__Aim__
Quote the records that follow in full, leaving the pictures out.

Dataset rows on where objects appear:
· · · ·

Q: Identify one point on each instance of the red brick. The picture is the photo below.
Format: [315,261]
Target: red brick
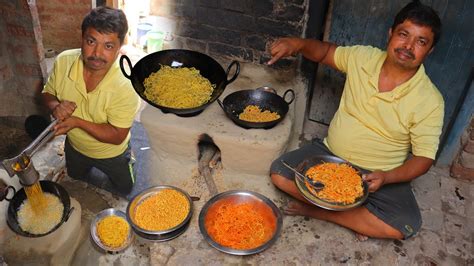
[469,146]
[466,159]
[460,172]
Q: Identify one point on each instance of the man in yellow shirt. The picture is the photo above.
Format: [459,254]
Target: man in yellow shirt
[93,102]
[388,108]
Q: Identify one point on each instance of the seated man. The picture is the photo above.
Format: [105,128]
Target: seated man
[388,108]
[94,104]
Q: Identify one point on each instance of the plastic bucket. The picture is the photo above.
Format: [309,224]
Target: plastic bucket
[142,30]
[155,41]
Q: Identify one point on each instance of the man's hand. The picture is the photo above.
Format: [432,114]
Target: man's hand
[284,47]
[375,180]
[64,110]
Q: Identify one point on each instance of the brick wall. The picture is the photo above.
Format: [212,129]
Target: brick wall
[22,68]
[463,165]
[61,22]
[239,30]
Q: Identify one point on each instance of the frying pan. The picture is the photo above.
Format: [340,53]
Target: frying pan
[264,97]
[20,196]
[207,66]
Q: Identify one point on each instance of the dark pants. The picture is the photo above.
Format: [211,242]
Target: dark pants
[394,204]
[118,169]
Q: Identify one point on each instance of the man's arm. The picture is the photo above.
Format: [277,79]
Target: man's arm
[102,132]
[60,109]
[314,50]
[411,169]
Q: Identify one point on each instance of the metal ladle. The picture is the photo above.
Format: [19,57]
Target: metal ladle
[315,184]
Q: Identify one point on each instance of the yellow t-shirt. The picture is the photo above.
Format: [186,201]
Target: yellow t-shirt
[113,101]
[376,130]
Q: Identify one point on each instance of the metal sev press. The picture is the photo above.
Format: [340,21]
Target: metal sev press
[21,165]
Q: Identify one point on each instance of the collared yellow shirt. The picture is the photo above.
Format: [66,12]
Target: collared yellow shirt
[113,101]
[376,130]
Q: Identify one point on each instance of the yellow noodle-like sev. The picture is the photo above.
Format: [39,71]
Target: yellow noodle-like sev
[253,113]
[113,231]
[178,87]
[162,211]
[342,183]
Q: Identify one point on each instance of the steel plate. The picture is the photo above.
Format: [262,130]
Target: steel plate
[308,163]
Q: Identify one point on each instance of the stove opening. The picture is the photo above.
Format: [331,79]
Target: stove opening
[208,159]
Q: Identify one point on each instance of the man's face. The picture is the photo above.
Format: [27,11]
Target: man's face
[409,44]
[99,51]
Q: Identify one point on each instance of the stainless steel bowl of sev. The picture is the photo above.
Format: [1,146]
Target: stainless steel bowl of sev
[111,231]
[309,166]
[240,222]
[160,213]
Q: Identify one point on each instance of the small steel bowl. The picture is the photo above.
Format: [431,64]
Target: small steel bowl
[162,235]
[101,215]
[240,196]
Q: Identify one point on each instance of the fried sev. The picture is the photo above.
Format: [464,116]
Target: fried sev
[113,231]
[253,113]
[342,183]
[178,87]
[240,225]
[162,211]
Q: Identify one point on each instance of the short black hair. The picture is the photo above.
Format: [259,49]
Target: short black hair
[420,14]
[106,20]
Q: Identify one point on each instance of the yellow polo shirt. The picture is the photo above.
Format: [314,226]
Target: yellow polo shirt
[113,101]
[376,130]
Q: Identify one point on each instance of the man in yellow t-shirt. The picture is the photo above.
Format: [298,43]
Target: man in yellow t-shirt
[388,108]
[93,103]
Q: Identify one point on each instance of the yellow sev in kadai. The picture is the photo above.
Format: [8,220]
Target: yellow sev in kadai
[113,231]
[342,183]
[253,113]
[162,211]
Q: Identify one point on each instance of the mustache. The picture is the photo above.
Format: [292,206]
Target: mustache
[94,58]
[405,51]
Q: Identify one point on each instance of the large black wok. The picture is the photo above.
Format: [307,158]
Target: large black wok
[265,97]
[208,68]
[20,196]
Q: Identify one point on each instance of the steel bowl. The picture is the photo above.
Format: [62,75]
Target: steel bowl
[162,235]
[322,203]
[101,215]
[244,196]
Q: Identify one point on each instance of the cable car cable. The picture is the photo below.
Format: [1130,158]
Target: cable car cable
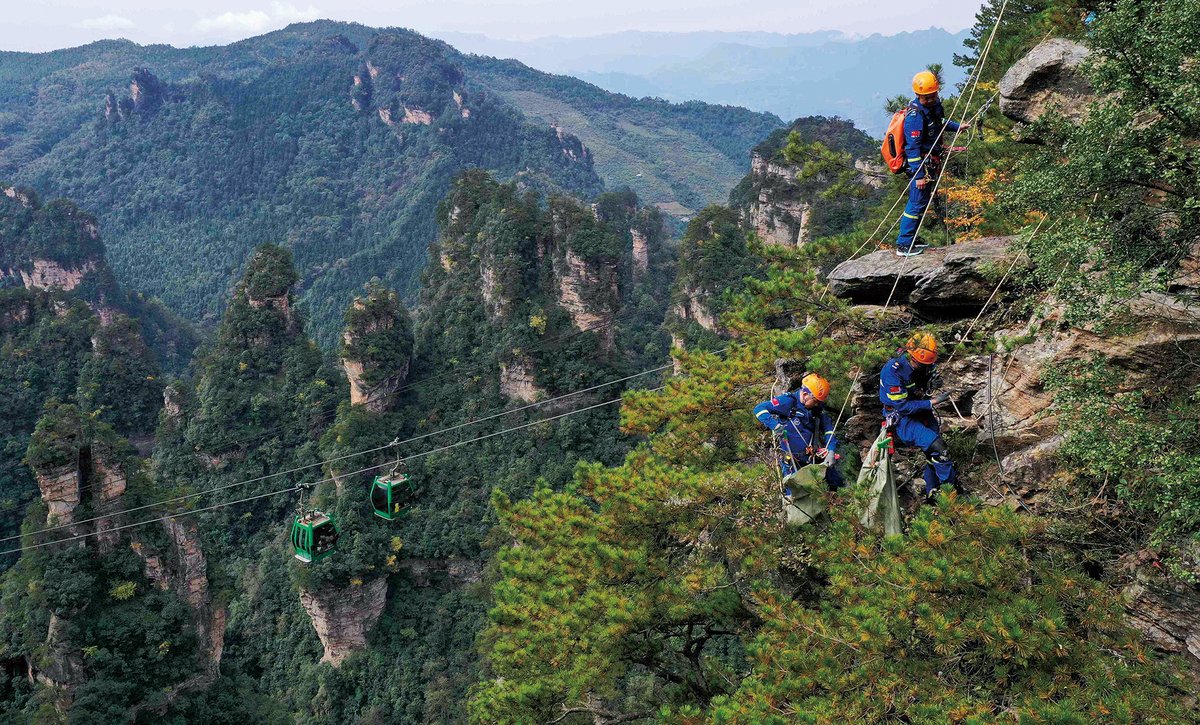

· · · ·

__Answer below__
Q: Identify one point on each instance of the red brick. The picture is the photo below.
Format: [315,261]
Target: red brick
[469,146]
[466,159]
[460,172]
Q: Identify one point on each instance of the man in yellow shirt. The picture is the photo above.
Format: [459,254]
Target: man in yellow shirt
[93,102]
[388,108]
Q: Identify one point on each instance of the seated man. The picture is the photo above.
Format: [105,128]
Target: seated man
[388,108]
[94,104]
Q: Identify one point on each instance of the plastic bucket. The picture is the photo above.
Format: [309,224]
Target: plastic bucket
[142,30]
[155,41]
Q: Identify one point on each instance of the man's hand. The picture is the photo above.
Format: [432,114]
Target: man's hand
[284,47]
[375,180]
[64,110]
Q: Identify one point on each instance of the brick wall. The picture is the photo above.
Format: [212,129]
Target: brick wall
[22,68]
[463,165]
[61,22]
[239,30]
Q: Identify one point on each instance of the frying pan. The picture is the photo above.
Format: [340,53]
Target: frying pan
[264,97]
[20,196]
[207,66]
Q: Identify one point on each instance of the dark pants. The picture is the photo above.
Format: [211,242]
Target: dark pants
[394,204]
[118,169]
Q: Identify one point on each instance of the man's arm. The picture is the photo above.
Format: [277,79]
Target: man's arm
[102,132]
[60,109]
[314,50]
[411,169]
Q: Identify one point on each instance of the metal ladle. The picture is the photo above.
Format: [19,57]
Target: metal ladle
[315,184]
Q: Identify one point on each instance of the yellow t-shirt. The picture is the photo above.
Format: [186,201]
Target: yellow t-shirt
[113,101]
[376,130]
Q: Identify one point on each instance of the metal sev press. The picture is the photo above.
Format: [340,21]
Target: metal sev press
[21,165]
Q: Identify one point on each instance of the collared yellow shirt. The picture is the photo above.
Format: [66,12]
Target: collared yellow shirt
[113,101]
[376,130]
Q: Identify one point on each instance of the yellow noodle-like sev. The picture is the photo above.
Format: [39,71]
Target: yellow noodle-like sev
[253,113]
[113,231]
[178,87]
[162,211]
[342,183]
Q: Identify one point on each instance of the steel plate. The picture is the photo above.
Format: [262,130]
Target: steel plate
[308,163]
Q: Identify one point on each instance of the stove opening. The picture is the photo above.
Format: [331,79]
Target: stove opening
[208,159]
Q: Identify one point on each instance of the man's face. The picture is the photo above.
Format: [27,11]
Target: man's face
[409,44]
[99,51]
Q: Identify one point on each instance of the stainless steel bowl of sev. The picture is the photo above.
Format: [1,146]
Target: stainless steel bowl of sev
[111,231]
[309,166]
[240,222]
[160,213]
Q: Identify one point on each instance of the small steel bowl. The picture is the photo above.
Format: [431,64]
Target: small steel bowl
[162,235]
[101,215]
[240,196]
Q: Identify one point on each instance of the fried sev. The picture is the photo above.
Format: [464,116]
Target: fried sev
[113,231]
[253,113]
[342,183]
[178,87]
[240,225]
[162,211]
Q: Identify one point on each instance of the short black hair. The picture is the photo above.
Format: [259,49]
Target: short black hair
[420,14]
[106,20]
Q: Identify one point on each instance of the yellow polo shirt. The picture is the photo above.
Format: [314,226]
Target: yellow polo shirt
[113,101]
[376,130]
Q: Identify one point on each instance of the man in yellow t-shirt. The picture is the photo above.
Format: [298,43]
Target: man in yellow t-shirt
[388,108]
[93,103]
Q: Identify one point on each instance of the yellow sev in kadai. The picture is the photo above.
Format: [8,220]
Target: yellow sev in kadai
[113,231]
[342,183]
[253,113]
[162,211]
Q: Identify one point on each instance of the mustache. The picture is the photo above.
Format: [292,206]
Target: mustache
[94,58]
[405,51]
Q: Identify one point on each instance of the large black wok. The picture is the photo above.
Format: [307,158]
Target: large black wok
[265,97]
[208,68]
[20,196]
Q: Identify one point on each instance of the steel bowl. The picture is the photo above.
Format: [62,75]
Target: steel bowl
[162,235]
[322,203]
[101,215]
[244,196]
Q: Identify one point on each instance of the cable car cable. The picture is the photo below.
Format: [1130,158]
Target: cable car cable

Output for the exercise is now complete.